Transparency and Trust

In a “get yours” mindset, showing people your costs and being transparent is a bad idea. If your goal is to make as much profit as possible, then you would hide those figures, or maybe even lie about them to gain advantage. In a communal economy, transparency builds the trust needed to make sure everyone wins.

When I’m selling something in a community environment, I start by sharing my personal costs, and I’m transparent about the time, money, and effort that went into what I’m selling. I want the person I’m negotiating with to understand that I’m attempting to find a deal that works for both of us, so showing them my numbers is a means to that end. A good example of this on a larger scale is Mark Cuban’s new project, costplusdrugs.com. I swear I’m not being paid to promote this, I just really appreciate the approach he is taking to rebuild trust in a market that has been riddled by deception. His company breaks down the price of medication into the manufacturing cost, pharmacy labor, and a 15 percent markup. Every drug he sells shows that math. It’s beautiful, and simple. Transparency builds trust.

▶ [Information given]
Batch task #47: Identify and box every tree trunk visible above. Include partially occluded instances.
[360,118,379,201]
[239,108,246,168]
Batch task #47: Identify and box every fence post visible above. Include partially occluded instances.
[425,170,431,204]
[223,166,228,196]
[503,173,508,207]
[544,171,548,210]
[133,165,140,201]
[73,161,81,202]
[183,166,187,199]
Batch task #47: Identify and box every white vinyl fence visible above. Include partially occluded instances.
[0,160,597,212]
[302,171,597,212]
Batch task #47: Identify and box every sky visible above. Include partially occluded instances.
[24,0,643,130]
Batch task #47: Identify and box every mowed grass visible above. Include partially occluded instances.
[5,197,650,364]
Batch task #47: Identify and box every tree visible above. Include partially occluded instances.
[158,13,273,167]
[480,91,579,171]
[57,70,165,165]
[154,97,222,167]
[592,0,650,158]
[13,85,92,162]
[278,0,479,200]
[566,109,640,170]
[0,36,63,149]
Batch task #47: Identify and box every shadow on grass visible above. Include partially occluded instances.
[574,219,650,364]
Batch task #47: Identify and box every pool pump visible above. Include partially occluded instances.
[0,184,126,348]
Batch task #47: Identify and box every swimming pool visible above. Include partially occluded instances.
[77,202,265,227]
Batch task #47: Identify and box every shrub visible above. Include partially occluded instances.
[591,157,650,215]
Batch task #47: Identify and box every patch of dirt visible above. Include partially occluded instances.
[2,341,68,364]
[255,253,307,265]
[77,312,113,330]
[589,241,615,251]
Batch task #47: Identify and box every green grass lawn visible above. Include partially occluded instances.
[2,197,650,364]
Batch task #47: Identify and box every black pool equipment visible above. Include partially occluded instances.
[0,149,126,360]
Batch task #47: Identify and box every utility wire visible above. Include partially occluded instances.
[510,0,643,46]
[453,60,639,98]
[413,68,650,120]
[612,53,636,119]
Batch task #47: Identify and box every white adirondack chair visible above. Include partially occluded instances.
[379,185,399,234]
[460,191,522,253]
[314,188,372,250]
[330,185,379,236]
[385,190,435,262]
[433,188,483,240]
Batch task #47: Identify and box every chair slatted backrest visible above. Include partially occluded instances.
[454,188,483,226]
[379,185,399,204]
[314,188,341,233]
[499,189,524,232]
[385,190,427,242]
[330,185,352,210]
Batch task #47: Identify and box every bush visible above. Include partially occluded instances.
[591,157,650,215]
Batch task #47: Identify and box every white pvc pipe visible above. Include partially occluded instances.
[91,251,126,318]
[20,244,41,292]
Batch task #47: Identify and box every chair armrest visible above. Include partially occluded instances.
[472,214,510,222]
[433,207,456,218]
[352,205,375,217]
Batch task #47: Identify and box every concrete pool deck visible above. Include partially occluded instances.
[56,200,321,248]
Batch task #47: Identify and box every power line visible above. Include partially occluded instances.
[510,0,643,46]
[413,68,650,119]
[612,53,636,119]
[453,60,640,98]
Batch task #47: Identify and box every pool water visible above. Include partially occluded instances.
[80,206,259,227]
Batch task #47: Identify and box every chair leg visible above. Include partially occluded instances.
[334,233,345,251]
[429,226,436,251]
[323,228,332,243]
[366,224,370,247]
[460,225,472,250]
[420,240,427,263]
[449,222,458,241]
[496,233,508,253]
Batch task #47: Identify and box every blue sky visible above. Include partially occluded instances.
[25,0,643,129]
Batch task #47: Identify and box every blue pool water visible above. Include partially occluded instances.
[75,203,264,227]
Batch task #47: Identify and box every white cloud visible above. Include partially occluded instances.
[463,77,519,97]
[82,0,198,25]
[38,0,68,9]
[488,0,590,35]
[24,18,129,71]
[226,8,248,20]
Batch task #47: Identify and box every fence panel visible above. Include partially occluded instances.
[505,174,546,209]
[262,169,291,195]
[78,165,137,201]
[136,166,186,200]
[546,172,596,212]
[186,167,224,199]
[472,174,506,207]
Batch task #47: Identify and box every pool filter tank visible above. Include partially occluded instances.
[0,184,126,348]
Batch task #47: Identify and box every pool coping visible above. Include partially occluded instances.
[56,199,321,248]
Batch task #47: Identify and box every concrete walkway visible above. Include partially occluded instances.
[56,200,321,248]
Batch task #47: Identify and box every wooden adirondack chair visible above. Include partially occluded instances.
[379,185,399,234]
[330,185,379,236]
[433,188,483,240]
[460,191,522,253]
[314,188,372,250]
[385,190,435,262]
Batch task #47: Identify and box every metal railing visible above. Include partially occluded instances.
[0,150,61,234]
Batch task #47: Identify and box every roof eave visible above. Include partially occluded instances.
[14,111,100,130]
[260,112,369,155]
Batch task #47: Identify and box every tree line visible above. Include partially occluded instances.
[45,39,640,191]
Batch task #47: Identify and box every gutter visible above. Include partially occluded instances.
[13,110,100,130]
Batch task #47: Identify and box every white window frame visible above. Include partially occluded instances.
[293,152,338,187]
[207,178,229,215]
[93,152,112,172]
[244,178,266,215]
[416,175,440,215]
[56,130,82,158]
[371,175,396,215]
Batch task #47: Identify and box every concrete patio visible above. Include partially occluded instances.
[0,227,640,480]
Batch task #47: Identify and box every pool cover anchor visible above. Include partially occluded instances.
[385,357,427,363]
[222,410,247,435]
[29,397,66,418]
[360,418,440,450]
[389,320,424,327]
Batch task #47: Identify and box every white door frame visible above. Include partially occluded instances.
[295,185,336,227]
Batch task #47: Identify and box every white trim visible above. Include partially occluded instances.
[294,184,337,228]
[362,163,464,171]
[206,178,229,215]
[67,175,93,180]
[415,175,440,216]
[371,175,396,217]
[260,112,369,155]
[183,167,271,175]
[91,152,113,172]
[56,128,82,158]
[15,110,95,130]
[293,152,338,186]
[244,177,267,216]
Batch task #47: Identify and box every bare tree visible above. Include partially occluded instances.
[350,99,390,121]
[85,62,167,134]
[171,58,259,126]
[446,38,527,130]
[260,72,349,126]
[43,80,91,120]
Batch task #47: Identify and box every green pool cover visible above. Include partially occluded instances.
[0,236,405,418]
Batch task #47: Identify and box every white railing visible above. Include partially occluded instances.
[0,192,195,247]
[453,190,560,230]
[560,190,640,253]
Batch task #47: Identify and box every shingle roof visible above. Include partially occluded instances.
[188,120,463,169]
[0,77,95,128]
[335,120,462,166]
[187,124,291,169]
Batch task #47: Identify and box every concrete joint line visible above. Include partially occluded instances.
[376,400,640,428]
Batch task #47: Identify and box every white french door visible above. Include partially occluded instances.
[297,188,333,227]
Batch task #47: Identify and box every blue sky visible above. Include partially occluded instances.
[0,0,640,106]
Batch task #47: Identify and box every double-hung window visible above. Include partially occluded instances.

▶ [Required action A]
Print the part of the passage on transparency and trust that opens with the words containing "When I’m selling" and closes with "Transparency builds trust.".
▶ [Required action B]
Into which components does Mark Cuban's company break down the price of medication, according to the passage on transparency and trust? List every one.
Rely only on the passage on transparency and trust.

▶ [Response box A]
When I’m selling something in a community environment, I start by sharing my personal costs, and I’m transparent about the time, money, and effort that went into what I’m selling. I want the person I’m negotiating with to understand that I’m attempting to find a deal that works for both of us, so showing them my numbers is a means to that end. A good example of this on a larger scale is Mark Cuban’s new project, costplusdrugs.com. I swear I’m not being paid to promote this, I just really appreciate the approach he is taking to rebuild trust in a market that has been riddled by deception. His company breaks down the price of medication into the manufacturing cost, pharmacy labor, and a 15 percent markup. Every drug he sells shows that math. It’s beautiful, and simple. Transparency builds trust.

▶ [Response box B]
- Manufacturing cost
- Pharmacy labor
- A 15 percent markup